Work to complete —
Locate the line containing "shrub in the photo above. Give pixel coordinates.", then please write out that line and all the lines below it in the entries exactly.

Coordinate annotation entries
◆ ◆ ◆ ◆
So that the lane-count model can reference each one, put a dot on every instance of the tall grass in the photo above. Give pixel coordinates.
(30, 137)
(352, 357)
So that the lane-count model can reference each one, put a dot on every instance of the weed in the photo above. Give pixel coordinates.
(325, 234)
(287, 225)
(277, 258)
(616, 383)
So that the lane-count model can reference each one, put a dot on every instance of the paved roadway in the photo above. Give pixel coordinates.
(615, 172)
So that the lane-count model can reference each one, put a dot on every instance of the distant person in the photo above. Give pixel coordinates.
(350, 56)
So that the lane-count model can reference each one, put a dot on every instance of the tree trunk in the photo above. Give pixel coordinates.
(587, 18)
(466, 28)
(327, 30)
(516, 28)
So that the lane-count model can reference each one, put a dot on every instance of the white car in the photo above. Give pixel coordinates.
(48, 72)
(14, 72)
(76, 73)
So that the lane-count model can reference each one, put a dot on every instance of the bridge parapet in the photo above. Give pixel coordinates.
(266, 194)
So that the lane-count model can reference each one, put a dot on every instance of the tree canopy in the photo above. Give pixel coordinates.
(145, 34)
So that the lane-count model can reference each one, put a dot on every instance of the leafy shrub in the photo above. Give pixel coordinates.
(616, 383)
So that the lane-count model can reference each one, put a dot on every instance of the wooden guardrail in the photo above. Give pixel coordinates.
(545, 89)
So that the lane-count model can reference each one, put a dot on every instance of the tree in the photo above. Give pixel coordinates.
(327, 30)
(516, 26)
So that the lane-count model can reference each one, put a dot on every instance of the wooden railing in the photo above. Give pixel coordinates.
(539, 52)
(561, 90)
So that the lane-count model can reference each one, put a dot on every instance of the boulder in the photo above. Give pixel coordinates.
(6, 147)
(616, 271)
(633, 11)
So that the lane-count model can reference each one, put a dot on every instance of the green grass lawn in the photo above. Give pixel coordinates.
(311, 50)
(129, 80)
◆ ◆ ◆ ◆
Reply to the task —
So that the lane-count model can reference each one, put a dot on every instance of the leafy shrub in the photo above. Give pixel coordinates.
(616, 383)
So that the lane-count model can reference each one, put a dot on every instance of the wooden guardrail in the photo above. Give pixel coordinates.
(545, 89)
So that the lane-count model can reference each one, put a dot on every instance of the tree in the photo above. Give pixel coordinates.
(327, 30)
(516, 26)
So that the lane-count model can reference each one, put a dot on every instance of the wooden railing in the photo above. Give pixel coordinates.
(539, 52)
(561, 90)
So that the lane-count model can reference each one, put a dot on every instance of the boulder in the photo above. Give pixel coordinates.
(6, 147)
(616, 271)
(633, 11)
So that the lane-count model can reference each one, put a dot on every instance of the green grass lawn in the photo above. Give pixel coordinates.
(311, 50)
(129, 80)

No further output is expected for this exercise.